**TASKS TO COMPLETE:**
1. Answer these questions from the pervaporation text, one line each:
(a) How is the permeate side kept during pervaporation?
(b) What kind of membrane usually serves as the separating barrier in gasoline desulfurization by PV?
(c) Which membranes did Qi et al. evaluate for desulfurization performance?
2. Please recast the paragraph of the pervaporation text that begins "In this technique, the polymer membrane" as a short bulleted list that keeps its main facts.
3. Carry the pervaporation text forward from its final sentence.

**TEXT SHOWN:**
══════════

Introduction

Pervaporation (PV) is a liquid separation process in which liquid is in contact with the membrane at the feed side, whereas the permeate side is kept dry and at low pressure.1 The discriminating affinity that exists between the feed components and the polymeric membrane results in the partitioning of mixtures and separation.2 Many liquid organic–organic mixtures have been successfully separated with the PV process, such as in the process of gasoline desulfurization.3, 4, 5, 6 In gasoline desulfurization by PV, a non-porous polymeric membrane usually serves as the separating barrier for the process.7 When the membrane is in contact with the gasoline feed, sulfur components can be preferentially removed from the feed because of their higher affinity with and/or their quicker diffusivity through the membrane.

In this technique, the polymer membrane is the central focus of the research and development. The selection of the polymer material is critical to the success of the PV separation.8 Because gasoline desulfurization is an emerging application of PV, the guidelines for membrane material selection are crude, and predictive methods are still under development. In a previous study of membrane material selection, much attention was given to the relationships describing the mass transfer properties of polymers.9 The common approaches focus on the use of empirical parameters, and the most widely used parameters remain the well-known solubility parameters.10, 11 Lin et al.12, 13, 14, 15 investigated the PV characteristics of polyethylene glycol (PEG) membranes on real gasoline desulfurization using the solubility parameters theory. Qi et al.16 evaluated the desulfurization performance of polydimethylsiloxane membranes. Each studied membrane showed sound separation performance; however, reports on the sorption and transport behavior based on the solubility parameters of the membrane material selection are insufficient. The sorption–diffusion properties of membranes should be tested experimentally before being installed in a PV unit.

══════════

**DATA:**
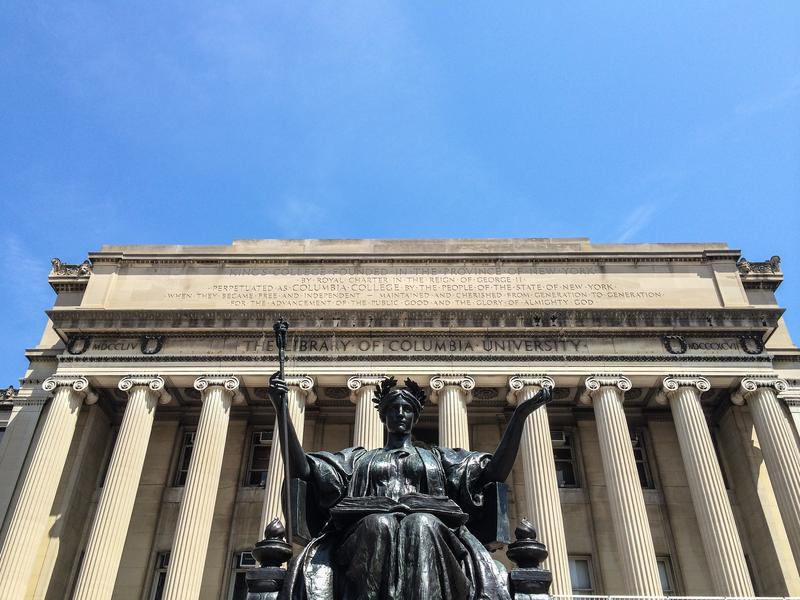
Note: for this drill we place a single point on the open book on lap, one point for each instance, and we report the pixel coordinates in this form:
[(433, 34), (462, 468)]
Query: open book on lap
[(350, 509)]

══════════

**FINAL RESULTS:**
1.
(a) Dry and at low pressure.
(b) A non-porous polymeric membrane.
(c) Polydimethylsiloxane membranes.

2.
- The polymer membrane is the central focus of research and development, and the choice of polymer material is critical to successful PV separation.
- Because gasoline desulfurization is an emerging PV application, guidelines for membrane material selection are crude and predictive methods are still under development.
- Earlier work on material selection focused on relationships describing the mass transfer properties of polymers, mostly through empirical parameters, chiefly solubility parameters.
- Lin et al. used solubility parameters theory to study the PV characteristics of polyethylene glycol (PEG) membranes on real gasoline desulfurization.
- Qi et al. evaluated the desulfurization performance of polydimethylsiloxane membranes.
- Each membrane separated well, but reports on sorption and transport behavior based on solubility parameters for membrane material selection are insufficient.
- Sorption–diffusion properties of membranes should be tested experimentally before installation in a PV unit.

3.
Until recently, the sorption–diffusion information of the individual penetrants has always been provided by sorption experiments.17 Our previous work has reported the solubility and diffusion behavior of typical gasoline components through PEG membranes by sorption experiments.18 The detailed study of the solution of gasoline molecules on the PEG membrane has provided information that is helpful in optimizing membrane performance, but sorption experiments performed with immersion tests could not meet the accuracy of the variation of the weight change, especially for polymers with good solvent-resistance properties. For example, the fractional weight change of the polyacrylonitrile-block-polyethylene glycol (PAN-b-PEG) copolymer after being immersed in solvents is hardly measurable because of the small weight change that occurs after swelling in gasoline components. In addition to the sorption experiments, the solubility of PEG chains and gasoline components can also be investigated by the morphology of PEG aggregations. When the interaction between the membrane and the adsorbing solvent is important for separation, the nature of the solvent reveals information about the membrane. Penetrants are widely used as probes to infer the detailed structure of polymer systems.19, 20 However, there is no direct method to evaluate the affinity between solvents and polymers.

This paper attempts to correlate the selectivity of different gasoline components with the morphology variation in the microphase separation of PAN-b-PEG block copolymers. The correlation between gasoline components and PAN-b-PEG block copolymers is determined by solvent annealing experiments.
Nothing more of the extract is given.